### INSTRUCTION
Copy word for word the part of the entries that opens with their very first line and closes with the line containing "column 196, row 472", both of those lines included.

•••••

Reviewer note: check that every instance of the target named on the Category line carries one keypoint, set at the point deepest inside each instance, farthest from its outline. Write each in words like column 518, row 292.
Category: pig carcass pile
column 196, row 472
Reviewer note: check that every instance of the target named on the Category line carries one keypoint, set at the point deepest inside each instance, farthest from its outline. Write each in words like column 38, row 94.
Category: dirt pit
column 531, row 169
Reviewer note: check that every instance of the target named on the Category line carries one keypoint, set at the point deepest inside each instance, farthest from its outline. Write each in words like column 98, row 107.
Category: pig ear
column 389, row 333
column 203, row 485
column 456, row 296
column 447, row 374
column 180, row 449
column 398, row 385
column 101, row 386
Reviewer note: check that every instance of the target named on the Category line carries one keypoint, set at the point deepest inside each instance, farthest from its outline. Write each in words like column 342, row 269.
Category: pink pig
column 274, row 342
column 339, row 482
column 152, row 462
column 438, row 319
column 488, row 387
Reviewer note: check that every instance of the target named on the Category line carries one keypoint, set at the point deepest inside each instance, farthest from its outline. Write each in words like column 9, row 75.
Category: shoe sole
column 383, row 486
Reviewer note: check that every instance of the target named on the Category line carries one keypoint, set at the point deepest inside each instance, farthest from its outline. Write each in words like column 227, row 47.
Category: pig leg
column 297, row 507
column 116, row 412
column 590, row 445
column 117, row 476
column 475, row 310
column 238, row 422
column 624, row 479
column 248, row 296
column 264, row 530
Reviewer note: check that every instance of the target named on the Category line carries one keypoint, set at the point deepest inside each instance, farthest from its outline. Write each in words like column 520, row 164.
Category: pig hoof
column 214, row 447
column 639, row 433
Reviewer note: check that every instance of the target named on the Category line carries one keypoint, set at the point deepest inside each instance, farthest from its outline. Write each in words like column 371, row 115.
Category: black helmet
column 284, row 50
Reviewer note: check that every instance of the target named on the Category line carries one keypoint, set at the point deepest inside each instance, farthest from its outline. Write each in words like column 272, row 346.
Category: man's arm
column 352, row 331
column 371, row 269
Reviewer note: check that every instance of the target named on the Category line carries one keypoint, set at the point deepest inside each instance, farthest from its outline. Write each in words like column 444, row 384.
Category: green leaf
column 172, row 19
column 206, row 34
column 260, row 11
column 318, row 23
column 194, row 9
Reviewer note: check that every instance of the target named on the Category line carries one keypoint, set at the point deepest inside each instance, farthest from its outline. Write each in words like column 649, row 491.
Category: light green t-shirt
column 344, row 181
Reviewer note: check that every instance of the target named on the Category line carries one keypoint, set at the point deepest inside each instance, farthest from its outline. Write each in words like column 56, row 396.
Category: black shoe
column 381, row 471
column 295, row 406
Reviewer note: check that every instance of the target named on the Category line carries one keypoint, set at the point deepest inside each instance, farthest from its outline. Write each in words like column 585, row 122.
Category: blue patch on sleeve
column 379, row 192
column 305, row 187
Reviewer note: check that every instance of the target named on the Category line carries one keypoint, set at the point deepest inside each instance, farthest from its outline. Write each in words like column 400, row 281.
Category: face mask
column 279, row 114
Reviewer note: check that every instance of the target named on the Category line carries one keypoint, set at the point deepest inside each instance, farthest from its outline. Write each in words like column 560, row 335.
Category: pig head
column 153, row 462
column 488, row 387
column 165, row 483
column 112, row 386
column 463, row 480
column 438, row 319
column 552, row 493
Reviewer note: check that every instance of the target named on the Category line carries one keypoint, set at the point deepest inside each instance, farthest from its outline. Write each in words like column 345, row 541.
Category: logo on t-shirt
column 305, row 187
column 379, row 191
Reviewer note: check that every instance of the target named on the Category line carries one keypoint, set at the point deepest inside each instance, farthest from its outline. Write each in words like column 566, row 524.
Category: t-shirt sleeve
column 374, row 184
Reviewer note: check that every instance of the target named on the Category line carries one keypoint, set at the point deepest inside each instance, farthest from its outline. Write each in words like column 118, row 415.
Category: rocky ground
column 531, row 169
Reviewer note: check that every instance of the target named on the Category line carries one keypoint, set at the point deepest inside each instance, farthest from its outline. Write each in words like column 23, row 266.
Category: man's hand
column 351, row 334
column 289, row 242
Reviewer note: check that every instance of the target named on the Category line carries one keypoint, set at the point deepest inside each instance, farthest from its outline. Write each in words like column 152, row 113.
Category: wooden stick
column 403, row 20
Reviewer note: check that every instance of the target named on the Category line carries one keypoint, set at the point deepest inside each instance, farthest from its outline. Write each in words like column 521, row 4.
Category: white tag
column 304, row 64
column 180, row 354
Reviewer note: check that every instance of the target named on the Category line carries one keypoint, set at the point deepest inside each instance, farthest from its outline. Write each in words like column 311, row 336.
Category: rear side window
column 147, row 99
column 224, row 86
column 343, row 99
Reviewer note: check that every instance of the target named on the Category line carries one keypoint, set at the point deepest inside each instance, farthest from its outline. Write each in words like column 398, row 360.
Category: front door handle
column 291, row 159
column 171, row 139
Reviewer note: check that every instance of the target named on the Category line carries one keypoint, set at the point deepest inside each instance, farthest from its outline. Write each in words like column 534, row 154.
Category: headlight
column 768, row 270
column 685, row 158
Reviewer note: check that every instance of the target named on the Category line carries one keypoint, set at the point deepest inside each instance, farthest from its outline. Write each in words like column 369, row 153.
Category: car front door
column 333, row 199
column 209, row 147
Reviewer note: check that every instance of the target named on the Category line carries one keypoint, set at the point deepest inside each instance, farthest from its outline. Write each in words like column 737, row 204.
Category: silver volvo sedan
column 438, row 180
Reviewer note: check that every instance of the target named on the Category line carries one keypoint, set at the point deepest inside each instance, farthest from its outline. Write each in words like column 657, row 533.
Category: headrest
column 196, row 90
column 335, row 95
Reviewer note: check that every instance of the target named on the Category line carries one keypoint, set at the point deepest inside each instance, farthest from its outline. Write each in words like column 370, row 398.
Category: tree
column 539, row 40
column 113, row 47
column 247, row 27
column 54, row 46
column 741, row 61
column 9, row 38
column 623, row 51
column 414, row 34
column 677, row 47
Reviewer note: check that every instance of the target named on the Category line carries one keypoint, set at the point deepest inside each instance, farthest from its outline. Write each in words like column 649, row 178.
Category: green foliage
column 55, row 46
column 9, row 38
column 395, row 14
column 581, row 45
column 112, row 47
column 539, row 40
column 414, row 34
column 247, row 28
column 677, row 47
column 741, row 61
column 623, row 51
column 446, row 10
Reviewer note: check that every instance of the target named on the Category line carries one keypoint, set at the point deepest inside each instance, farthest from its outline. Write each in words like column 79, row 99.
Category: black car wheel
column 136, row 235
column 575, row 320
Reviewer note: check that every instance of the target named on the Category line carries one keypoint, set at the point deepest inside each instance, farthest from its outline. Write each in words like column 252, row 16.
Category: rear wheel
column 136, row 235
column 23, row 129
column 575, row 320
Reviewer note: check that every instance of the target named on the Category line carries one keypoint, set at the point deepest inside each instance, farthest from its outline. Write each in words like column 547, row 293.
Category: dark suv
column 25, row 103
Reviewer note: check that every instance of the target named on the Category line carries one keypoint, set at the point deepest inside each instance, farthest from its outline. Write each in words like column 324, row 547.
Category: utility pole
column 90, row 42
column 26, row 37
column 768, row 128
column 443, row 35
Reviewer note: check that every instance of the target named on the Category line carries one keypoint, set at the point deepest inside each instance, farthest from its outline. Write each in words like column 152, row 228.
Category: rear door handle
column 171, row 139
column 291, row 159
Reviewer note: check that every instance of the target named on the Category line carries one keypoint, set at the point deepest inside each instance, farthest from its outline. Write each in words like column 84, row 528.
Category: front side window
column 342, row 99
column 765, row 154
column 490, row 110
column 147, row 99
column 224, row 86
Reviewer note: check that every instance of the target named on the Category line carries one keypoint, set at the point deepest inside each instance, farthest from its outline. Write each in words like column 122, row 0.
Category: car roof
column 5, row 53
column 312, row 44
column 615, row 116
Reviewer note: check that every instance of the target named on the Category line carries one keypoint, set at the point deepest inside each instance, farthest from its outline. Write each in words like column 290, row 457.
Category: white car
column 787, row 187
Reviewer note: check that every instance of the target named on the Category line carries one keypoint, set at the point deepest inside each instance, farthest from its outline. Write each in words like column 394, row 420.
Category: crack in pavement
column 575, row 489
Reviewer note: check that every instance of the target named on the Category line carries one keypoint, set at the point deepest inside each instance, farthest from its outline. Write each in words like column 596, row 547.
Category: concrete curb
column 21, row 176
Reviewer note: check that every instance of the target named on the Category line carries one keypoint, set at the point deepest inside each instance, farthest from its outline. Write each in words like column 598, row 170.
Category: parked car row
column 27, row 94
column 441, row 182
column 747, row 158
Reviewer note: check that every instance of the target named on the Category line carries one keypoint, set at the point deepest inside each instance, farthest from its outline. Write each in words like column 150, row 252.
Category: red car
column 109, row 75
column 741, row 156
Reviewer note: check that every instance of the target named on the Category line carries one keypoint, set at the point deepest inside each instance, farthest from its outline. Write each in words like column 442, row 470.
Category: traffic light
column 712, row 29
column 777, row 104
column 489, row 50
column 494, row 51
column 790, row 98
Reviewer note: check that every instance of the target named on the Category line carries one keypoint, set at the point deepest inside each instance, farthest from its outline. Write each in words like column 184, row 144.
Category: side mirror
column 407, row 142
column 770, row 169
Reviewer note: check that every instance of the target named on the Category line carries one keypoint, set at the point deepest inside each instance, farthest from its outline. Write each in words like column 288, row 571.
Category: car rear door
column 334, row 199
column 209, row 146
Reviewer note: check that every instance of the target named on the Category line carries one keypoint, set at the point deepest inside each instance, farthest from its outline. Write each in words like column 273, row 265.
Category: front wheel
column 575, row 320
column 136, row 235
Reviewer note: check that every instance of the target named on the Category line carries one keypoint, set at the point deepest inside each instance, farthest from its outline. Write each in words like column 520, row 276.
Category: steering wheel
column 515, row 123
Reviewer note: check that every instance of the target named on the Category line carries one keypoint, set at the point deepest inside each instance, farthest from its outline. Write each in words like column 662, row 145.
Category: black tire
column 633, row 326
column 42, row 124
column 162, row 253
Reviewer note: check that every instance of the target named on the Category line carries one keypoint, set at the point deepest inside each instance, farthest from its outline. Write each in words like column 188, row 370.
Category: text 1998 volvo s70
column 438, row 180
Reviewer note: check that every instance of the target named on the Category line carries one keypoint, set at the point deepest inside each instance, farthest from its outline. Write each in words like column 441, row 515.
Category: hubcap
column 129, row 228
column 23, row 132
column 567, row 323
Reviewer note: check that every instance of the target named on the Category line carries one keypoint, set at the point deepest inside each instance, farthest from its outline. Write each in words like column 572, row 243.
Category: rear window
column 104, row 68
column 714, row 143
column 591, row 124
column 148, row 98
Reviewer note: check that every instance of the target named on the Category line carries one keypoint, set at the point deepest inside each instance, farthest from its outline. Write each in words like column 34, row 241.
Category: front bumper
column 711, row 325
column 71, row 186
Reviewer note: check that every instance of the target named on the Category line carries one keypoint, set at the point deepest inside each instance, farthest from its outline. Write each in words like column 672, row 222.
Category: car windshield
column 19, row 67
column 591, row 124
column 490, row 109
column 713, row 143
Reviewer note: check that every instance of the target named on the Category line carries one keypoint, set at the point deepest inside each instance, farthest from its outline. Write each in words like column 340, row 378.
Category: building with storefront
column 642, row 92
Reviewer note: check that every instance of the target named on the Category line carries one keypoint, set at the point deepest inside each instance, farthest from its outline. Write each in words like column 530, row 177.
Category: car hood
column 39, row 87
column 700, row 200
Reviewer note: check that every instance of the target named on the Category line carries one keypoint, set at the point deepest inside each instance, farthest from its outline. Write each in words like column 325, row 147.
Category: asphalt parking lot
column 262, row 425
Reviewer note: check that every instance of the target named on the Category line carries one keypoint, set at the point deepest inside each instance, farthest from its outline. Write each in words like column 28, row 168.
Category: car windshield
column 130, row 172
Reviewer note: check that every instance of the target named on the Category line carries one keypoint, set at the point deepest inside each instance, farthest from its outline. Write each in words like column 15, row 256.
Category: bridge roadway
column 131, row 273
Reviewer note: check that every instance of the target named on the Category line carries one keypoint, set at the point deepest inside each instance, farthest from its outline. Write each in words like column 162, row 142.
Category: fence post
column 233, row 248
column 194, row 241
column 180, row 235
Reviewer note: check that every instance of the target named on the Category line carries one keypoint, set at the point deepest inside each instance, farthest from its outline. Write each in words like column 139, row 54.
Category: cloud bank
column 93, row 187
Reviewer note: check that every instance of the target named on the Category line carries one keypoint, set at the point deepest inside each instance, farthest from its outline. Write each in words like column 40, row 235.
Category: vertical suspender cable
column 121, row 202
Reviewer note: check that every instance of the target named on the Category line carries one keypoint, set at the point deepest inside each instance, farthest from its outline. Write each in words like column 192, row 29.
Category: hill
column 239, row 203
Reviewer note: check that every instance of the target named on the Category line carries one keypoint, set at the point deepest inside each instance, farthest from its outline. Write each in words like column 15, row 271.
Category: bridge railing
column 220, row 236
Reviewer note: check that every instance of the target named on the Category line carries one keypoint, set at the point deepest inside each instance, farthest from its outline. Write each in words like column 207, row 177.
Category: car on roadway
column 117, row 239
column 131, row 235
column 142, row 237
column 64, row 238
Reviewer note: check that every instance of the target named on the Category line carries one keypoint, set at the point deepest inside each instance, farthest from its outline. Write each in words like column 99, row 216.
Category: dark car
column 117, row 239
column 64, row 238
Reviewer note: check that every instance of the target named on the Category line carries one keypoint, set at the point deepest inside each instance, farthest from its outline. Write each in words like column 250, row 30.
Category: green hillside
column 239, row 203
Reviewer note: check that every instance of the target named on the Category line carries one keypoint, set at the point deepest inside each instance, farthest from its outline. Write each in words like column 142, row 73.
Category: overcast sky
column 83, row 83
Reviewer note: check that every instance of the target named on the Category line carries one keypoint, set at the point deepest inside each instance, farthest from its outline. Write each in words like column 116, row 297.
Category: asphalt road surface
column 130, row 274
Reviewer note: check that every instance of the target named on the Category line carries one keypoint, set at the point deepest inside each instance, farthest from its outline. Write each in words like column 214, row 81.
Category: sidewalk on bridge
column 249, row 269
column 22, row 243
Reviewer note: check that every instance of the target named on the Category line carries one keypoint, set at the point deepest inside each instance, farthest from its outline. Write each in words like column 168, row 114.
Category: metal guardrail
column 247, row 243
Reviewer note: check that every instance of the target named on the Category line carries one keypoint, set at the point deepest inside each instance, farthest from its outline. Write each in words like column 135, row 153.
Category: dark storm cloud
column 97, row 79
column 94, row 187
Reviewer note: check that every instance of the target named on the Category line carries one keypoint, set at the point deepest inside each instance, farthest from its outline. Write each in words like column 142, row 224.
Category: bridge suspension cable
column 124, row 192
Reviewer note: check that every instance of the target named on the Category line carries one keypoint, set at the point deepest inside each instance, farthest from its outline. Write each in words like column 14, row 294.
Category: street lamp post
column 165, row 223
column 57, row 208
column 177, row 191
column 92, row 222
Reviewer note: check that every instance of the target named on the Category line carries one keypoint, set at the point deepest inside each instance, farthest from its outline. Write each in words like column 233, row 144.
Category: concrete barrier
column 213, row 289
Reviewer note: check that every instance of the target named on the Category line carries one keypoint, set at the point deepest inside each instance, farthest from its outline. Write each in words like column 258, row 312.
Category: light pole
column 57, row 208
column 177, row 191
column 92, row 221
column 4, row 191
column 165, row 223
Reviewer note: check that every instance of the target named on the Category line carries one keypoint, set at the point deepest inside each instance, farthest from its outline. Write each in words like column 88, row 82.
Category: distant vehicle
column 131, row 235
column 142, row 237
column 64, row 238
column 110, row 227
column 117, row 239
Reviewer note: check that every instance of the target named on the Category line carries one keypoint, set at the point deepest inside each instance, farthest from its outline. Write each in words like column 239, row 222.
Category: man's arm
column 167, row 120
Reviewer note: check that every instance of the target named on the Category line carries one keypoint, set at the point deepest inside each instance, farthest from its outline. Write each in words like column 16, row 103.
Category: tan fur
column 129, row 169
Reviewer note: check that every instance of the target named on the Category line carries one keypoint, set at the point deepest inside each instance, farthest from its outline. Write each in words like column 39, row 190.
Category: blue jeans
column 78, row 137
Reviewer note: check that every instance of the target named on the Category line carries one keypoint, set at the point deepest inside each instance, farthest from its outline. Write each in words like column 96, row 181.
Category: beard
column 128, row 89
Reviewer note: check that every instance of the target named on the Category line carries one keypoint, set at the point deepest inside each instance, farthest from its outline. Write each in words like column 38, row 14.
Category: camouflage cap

•••••

### OUTPUT BELOW
Reviewer note: check that every instance of the target named on the Category line carries one keypoint, set at the point deepest inside each instance, farthest from its outline. Write each in words like column 518, row 292.
Category: pig carcass pile
column 196, row 472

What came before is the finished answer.